TO BE DONE. Retype the stretch from "In the end, we'll" through "that is Wal-Mart." in the Wal-Mart post, keeping every word and mark unchanged.

== PAGE ==

Monday, May 23, 2011

In the end, we'll all be working here

First, let me express how impressed I am at the ability of this advertisement to capture the truly agonizing, painful, hopeless experience of having to work for the bloodless corporate giant that is Wal-Mart.

Confronted by a customer who has found a lower price on the cheap, Made in China item she's interested in purchasing because she hasn't received a raise in salary in eleven years and has long since given up hope of ever buying Quality again, we get roughly 200 Wal Mart drones bleating "Match It!" Each of these zombies seems to be enjoying their moment of delusion, as they pretend that they have some say in the policy they are promoting, or how it is enforced. Of course, in real life, none of these sad little worker ants has any authority whatsoever, and in fact are more likely to be chastised later by a manager who happened to see them on a security camera saying something other than "can I get that for you?," "you'll be wanting the extended warranty with that," or simply "Welcome to Wal-Mart" during business hours.

The "associate" who has been confronted with the lower price gives a mock "thank you" to her fellow Grateful to be Making Minimum Wage God I Once Had Such Aspirations How Did It Come To This apron wearers as she confirms that yes, Wal Mart's policy is to never, ever let any small business offer a lower price- after all, the principle goal of this environment-raping, community-pillaging, middle class-gutting behemoth is to push all such companies completely out of existence, leaving a world in which prices don't HAVE to be matched, because the only source of ALL consumables is your local Mall In A Box.

Enjoy the low prices for cheap crap while it lasts, America. Don't forget to stop by on the way home to grab a coffee at that new Starbucks which just opened at the site of the old hardware/furniture/grocery store you helped drive out of business because it couldn't match Wal-Mart. What a nation of selfish, penny-wise and pound-foolish idiots we are.


  1. You're being a little harsh towards Wal-Mart. Smaller stores may very well go out of business due to becoming obsolete, but that's not Wal-Mart's goal. Sam Walton's Market started small, too

  2. Wal-Mart drives smaller stores out of business by willingly taking a loss in the short term. It pays employees crap wages, driving down the economy further while shifting the burden of their care to society as a whole. It floods the market with cheap garbage produced by slave labor in Asia.

    If that's being "a little harsh toward Wal-Mart," sorry, the truth hurts. And I don't give a damn if Sam Walton's market started small- so did Rockefeller and Carnegie's first businesses. Starting small doesn't give you the right to devour all the other little fish once you get big.

  3. Not only does Uncle Sam's Retail Monster Box think that crushing competition and stiff-arming unionization is "good" for the consumer, the idiots in charge insist on ramming their hillbilly ethos down our throats.

  4. Again, not Wal-Mart's goal. Wal-Mart executives do not wake up every morning thinking "How can we drive more little shops out of business?"
    Now there are things about Wal-Mart i don't like. I don't like how they use Public Domain to get land. I don't like their grocery prices. I don't like their new (Star?Flower?Boat oars?) logo. But i don't resent them for being a large, successful company.

===
== RECORD EXTRACTS ==

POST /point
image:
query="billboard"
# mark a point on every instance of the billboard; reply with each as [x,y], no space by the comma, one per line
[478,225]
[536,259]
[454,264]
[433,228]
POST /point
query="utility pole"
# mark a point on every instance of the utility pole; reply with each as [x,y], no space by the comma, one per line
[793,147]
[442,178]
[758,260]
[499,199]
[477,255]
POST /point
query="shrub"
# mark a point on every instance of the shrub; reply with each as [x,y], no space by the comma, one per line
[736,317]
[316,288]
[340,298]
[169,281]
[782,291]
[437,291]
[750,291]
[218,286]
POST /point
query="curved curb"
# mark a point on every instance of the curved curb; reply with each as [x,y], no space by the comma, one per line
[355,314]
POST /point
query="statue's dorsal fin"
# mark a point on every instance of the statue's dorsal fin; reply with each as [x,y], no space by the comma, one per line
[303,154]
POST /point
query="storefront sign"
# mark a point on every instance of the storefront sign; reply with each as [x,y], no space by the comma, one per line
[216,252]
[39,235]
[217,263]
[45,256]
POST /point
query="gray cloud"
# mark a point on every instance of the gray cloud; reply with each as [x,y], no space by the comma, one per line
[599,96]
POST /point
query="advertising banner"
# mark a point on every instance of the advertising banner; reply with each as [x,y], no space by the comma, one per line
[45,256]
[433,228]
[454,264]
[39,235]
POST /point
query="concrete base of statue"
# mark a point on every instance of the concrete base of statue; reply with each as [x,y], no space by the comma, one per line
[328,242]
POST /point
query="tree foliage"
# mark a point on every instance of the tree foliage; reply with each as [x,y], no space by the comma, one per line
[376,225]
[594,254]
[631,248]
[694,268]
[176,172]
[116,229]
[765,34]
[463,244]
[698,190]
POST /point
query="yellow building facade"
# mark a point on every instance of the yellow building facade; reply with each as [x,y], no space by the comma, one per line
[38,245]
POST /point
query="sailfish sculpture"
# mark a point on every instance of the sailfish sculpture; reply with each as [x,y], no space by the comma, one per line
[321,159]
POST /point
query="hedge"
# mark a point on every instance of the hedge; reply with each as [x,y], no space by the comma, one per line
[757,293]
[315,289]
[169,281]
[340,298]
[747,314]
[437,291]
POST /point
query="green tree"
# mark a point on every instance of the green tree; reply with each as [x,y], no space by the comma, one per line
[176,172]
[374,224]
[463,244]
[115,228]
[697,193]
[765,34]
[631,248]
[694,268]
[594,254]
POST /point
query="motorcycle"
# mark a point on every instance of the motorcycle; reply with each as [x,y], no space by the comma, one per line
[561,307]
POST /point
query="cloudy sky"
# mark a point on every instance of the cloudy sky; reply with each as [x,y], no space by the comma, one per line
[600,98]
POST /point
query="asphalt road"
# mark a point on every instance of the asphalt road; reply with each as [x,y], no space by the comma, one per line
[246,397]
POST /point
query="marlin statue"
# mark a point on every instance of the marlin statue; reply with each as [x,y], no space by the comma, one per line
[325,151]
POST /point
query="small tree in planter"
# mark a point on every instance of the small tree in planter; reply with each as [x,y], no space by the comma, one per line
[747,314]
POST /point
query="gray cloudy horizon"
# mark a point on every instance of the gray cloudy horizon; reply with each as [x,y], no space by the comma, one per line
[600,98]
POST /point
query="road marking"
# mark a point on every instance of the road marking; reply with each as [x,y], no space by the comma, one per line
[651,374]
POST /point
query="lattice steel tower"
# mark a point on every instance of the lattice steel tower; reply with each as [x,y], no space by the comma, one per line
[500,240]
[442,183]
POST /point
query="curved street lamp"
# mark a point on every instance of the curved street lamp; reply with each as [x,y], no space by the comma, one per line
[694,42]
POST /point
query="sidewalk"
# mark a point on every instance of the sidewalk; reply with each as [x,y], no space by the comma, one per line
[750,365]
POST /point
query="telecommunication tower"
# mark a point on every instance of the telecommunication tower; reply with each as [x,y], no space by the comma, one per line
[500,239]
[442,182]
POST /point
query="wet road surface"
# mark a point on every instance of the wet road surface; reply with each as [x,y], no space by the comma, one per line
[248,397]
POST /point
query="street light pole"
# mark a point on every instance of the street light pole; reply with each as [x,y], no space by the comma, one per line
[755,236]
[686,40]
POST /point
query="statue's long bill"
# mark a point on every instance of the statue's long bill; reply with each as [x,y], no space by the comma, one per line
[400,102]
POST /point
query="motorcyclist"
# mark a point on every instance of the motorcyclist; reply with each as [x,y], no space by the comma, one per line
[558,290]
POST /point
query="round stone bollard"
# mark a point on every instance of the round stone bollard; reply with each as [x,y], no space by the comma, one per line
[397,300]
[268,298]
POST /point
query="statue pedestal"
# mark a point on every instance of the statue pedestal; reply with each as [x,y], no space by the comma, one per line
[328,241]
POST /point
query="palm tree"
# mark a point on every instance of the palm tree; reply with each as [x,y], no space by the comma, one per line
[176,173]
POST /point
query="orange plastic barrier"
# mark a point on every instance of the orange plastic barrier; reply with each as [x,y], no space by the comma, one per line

===

RESPONSE TO THIS EXERCISE.
In the end, we'll all be working here

First, let me express how impressed I am at the ability of this advertisement to capture the truly agonizing, painful, hopeless experience of having to work for the bloodless corporate giant that is Wal-Mart.